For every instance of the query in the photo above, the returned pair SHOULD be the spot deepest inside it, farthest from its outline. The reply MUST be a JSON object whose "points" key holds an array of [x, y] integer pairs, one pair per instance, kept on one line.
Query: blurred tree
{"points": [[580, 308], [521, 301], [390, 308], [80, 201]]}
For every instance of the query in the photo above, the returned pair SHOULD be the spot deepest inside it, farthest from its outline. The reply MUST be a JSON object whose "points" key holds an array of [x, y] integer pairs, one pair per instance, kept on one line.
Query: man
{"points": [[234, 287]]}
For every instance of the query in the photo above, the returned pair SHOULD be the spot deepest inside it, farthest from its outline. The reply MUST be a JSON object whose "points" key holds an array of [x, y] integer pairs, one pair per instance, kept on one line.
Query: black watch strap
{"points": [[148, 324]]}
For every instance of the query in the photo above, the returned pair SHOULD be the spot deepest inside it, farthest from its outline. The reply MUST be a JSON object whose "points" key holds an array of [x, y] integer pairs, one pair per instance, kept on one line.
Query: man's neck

Goal — Rewrite all of the material above as a Markdown table with two columns, "No." and "Line". Give each non-blank line its own row, numbered in order, and omit the blank lines.

Output for this task —
| No. | Line |
|---|---|
| 1 | For every instance of the query in the photo above, the returned pair SHOULD be the spot deepest inside it, farthest from its outline. The reply MUST be a JSON object whose "points" key holds an array of [x, y] integer pairs, one pair per instance, kept on one line. |
| 2 | Query: blurred tree |
| 3 | {"points": [[580, 308], [521, 301], [390, 308], [80, 201]]} |
| 4 | For every instance of the query in the photo above, the returned pair SHOULD be the spot deepest inside it, farthest from its outline. The reply MUST be a JSON object whose "points" key holds an array of [x, y] integer pairs, one pair per instance, kept on one line. |
| 5 | Query: man |
| 6 | {"points": [[234, 287]]} |
| 7 | For every instance of the query in the photo above, the returned pair SHOULD be the spot deepest inside it, farthest from its outline. The reply MUST be a JSON object whose "points" key holds an array of [x, y] integer pairs, one pair per instance, kept on one line. |
| 8 | Query: black watch strap |
| 9 | {"points": [[148, 324]]} |
| 10 | For every instance of the query in the photo above, the returned pair SHOULD be the spot deepest inside it, farthest from its outline. The reply MUST be a JSON object whose "points" key holds an array of [x, y] integer pairs, one pair per instance, kept on one line. |
| 11 | Query: man's neck |